아래 항목에서 문자열 "flower"가 들어 있는 줄을 모두 찾아 옮겨 적으세요. 대소문자를 구분합니다.

데이터셋 발췌:
____
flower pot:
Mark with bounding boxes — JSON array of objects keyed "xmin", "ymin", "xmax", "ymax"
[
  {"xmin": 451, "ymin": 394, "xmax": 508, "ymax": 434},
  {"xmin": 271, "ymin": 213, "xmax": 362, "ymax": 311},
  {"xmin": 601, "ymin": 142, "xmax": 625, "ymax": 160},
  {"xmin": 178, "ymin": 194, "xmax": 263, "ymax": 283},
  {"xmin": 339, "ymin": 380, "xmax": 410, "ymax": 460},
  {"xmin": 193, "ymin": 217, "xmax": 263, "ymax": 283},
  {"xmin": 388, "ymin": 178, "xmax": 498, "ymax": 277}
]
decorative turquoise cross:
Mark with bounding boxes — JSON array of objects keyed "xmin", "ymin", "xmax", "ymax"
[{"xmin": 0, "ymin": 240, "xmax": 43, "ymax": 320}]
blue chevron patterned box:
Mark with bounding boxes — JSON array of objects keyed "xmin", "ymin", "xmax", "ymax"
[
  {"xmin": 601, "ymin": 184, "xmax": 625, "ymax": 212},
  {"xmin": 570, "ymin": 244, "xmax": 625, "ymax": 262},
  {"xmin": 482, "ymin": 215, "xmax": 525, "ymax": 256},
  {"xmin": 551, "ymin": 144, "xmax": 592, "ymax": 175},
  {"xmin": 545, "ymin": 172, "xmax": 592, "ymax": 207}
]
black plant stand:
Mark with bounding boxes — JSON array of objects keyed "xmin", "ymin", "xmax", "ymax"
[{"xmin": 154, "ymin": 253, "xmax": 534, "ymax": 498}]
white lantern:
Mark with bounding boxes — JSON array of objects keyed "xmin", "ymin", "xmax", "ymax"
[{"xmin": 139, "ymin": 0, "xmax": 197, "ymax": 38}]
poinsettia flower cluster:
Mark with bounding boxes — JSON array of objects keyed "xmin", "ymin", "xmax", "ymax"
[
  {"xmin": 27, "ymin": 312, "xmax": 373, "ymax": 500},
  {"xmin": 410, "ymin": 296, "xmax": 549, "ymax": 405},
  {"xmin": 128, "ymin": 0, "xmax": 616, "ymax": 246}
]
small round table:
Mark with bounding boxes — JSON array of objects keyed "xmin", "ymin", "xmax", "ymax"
____
**과제 결과**
flower pot:
poinsettia flower cluster:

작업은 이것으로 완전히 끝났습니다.